**Directions for this task:** From the data below, copy out every line that contains the string "suit".

**Excerpted data:**
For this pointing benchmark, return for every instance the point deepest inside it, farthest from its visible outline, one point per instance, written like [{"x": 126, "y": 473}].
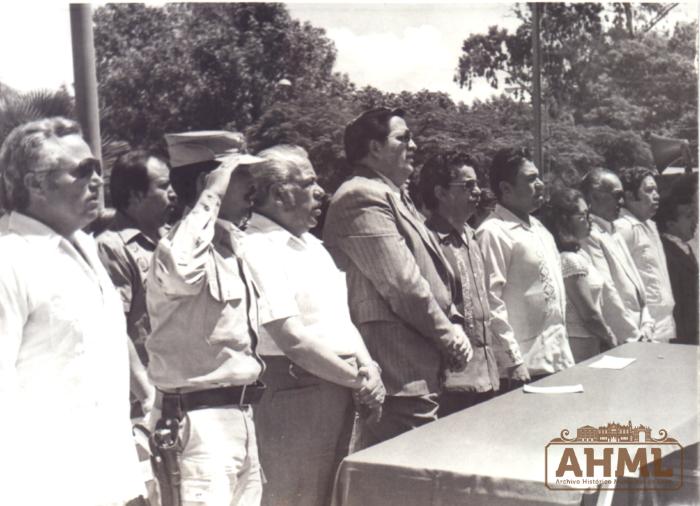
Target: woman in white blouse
[{"x": 567, "y": 218}]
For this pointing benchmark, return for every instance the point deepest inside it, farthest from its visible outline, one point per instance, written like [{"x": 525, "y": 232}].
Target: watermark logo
[{"x": 616, "y": 456}]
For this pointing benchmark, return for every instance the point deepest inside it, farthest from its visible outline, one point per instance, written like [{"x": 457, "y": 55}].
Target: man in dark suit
[
  {"x": 396, "y": 273},
  {"x": 677, "y": 219}
]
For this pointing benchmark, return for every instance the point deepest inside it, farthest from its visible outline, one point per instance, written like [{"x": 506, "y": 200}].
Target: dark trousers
[
  {"x": 303, "y": 425},
  {"x": 452, "y": 401},
  {"x": 399, "y": 415}
]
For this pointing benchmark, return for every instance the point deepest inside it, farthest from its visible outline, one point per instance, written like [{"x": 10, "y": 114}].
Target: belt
[{"x": 181, "y": 403}]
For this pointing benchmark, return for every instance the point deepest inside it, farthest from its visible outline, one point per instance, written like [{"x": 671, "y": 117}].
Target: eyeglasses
[
  {"x": 586, "y": 215},
  {"x": 465, "y": 185},
  {"x": 83, "y": 170},
  {"x": 86, "y": 168}
]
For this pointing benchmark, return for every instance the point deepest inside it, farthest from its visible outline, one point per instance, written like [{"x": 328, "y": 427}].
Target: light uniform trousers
[{"x": 219, "y": 463}]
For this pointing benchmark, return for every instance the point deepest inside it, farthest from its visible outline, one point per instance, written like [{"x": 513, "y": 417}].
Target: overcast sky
[{"x": 392, "y": 46}]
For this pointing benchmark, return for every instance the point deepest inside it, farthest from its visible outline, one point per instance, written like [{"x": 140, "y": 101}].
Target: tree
[
  {"x": 200, "y": 66},
  {"x": 608, "y": 79}
]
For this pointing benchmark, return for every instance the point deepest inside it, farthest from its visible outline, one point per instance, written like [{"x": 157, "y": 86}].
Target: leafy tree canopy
[{"x": 200, "y": 66}]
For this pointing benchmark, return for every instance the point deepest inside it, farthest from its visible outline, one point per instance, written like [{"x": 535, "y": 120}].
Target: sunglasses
[
  {"x": 83, "y": 170},
  {"x": 465, "y": 185},
  {"x": 86, "y": 168}
]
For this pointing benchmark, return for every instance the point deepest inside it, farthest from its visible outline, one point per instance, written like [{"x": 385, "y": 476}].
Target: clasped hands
[{"x": 370, "y": 396}]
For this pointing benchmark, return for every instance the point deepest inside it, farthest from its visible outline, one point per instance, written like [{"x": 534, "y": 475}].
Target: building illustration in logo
[
  {"x": 614, "y": 433},
  {"x": 615, "y": 456}
]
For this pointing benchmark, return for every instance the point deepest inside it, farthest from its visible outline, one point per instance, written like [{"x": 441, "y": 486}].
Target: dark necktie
[{"x": 408, "y": 202}]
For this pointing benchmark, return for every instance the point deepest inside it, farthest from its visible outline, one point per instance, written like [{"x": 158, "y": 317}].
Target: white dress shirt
[
  {"x": 298, "y": 277},
  {"x": 65, "y": 431},
  {"x": 642, "y": 239},
  {"x": 624, "y": 301},
  {"x": 527, "y": 296}
]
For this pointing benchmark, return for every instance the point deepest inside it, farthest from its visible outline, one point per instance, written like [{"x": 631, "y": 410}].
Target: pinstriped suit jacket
[{"x": 398, "y": 282}]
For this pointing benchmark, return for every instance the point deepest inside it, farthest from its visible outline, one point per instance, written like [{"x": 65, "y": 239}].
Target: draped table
[{"x": 494, "y": 453}]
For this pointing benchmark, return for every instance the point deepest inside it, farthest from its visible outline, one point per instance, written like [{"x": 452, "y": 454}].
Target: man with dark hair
[
  {"x": 66, "y": 434},
  {"x": 141, "y": 193},
  {"x": 396, "y": 273},
  {"x": 450, "y": 190},
  {"x": 677, "y": 219},
  {"x": 527, "y": 297},
  {"x": 203, "y": 309},
  {"x": 636, "y": 227},
  {"x": 624, "y": 300}
]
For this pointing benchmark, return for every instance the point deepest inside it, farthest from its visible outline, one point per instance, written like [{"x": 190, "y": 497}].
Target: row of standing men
[{"x": 385, "y": 323}]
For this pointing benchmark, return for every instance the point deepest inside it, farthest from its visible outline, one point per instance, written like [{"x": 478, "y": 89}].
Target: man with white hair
[
  {"x": 64, "y": 372},
  {"x": 305, "y": 422},
  {"x": 624, "y": 301}
]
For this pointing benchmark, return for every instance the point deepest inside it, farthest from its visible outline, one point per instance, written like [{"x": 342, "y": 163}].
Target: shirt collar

**Response to this task:**
Target: man in dark suit
Target: pinstriped suit jacket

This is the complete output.